The transition from the twenties to the thirties becoming increasingly imminent, leaving home, the responsibilities and having to make important choices, the fear of not making it on your own, the pessimism about a future that’s still unknown and uncertain. Many questions, days spent reflecting without reaching any conclusions. Many fists pounded against the wall, so much time wasted for nothing.

Looking at the lyrics of “Life Without Sound”, there is much restlessness even in young Dylan Baldi. A common denominator clearly present in a generation of young people, of which I myself am still a part.

But let's also talk about positive feelings, and such were those tied three years ago to listening to “Nowhere And Else”; it was almost love at first listen. Compulsive and wild repeats, album of the summer, album of the year tout court.

It was an album of urban noise, there was much urgency behind that album, it was an impetuous and youthful album, a noise-punk drive channeled magnificently into pop structures. There was enough to outshine the already good “Attack On Memory”.

Dylan is never idle. And so after “Nowhere And Else” comes the 2015 collaboration with Nathan Williams from Wavves in the equally good “No Life For Me”, a good training ground to keep the mind and body fit, a perfect bridge for “Life Without Sound” which represents the fourth effort of the Cleveland ensemble and sees the entry of new guitarist Chris Brown.

Dangerous title, but the bet can be said to be won, and we can say that the risk of a self-inflicted misstep generating easy humor has been clearly averted.
The cover again features a seascape in the foreground as in “Attack On Memory”. But the similarities stop here.

“Internal World” (Weezer of the Blue Album thanks) and “Modern Act” are examples of 90's college rock, excellent, for that matter, updated for the new generations, with the second standing out thanks to that pre-chorus that is destined to stick in your head within two listens, and that is already worth half the album. I am sure it will bring new listeners to the cause.

An album that, far from becoming a carbon copy of the previous success, charts various paths and moods and so while the previous one flowed smoothly and uniformly, this one tries to play among more stylistic registers, and approximately a good summary of all this are the two extremes “Up The Surface” (which flaunts an unprecedented piano line and a solemn solo) and “Realise My Fate” which is undoubtedly the gloomiest piece to emerge from Dylan Baldi's bedroom.
It is the victory of restlessness over ennui. It is the revisitation of the song form that is broken. These are the heavy steps of age beginning to become cumbersome.

If “Enter Entirely” and “Strange Year” will make the most uncompromising indie-rockers happy, from the cannon of “Darkened Rings”, fiery balls of feedback and distortions come out, a perfect revisitation of the abrasive urgency of the previous album.

It is an album at times wonderfully schizophrenic in holding together the two souls that are power-pop and post-hardcore, and this can be perceived even from the multiple vocal nuances that dress the individual songs. Symptoms of a period of transition and uncertainty that probably reflects the spirit of the restless Dylan.

If you can carve out some precious time, give these four guys from Ohio a chance. Because a life without sounds is like a rainbow without colors or a black and white sunset.

** What you will do **
• A. Name every song title that the album review mentions, leaving out album titles.
• B. Answer these from the album review:
(i) Who is the new guitarist?
(ii) Which earlier album's cover also features a seascape in the foreground?
(iii) Which song is called the gloomiest piece to come out of Dylan Baldi's bedroom?

** Available data **
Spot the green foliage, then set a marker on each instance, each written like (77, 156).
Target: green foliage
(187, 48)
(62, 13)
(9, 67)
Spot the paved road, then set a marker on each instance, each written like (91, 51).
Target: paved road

** Answers by task **
• A.
"Internal World"
"Modern Act"
"Up The Surface"
"Realise My Fate"
"Enter Entirely"
"Strange Year"
"Darkened Rings"

• B.
(i) Chris Brown
(ii) "Attack On Memory"
(iii) "Realise My Fate"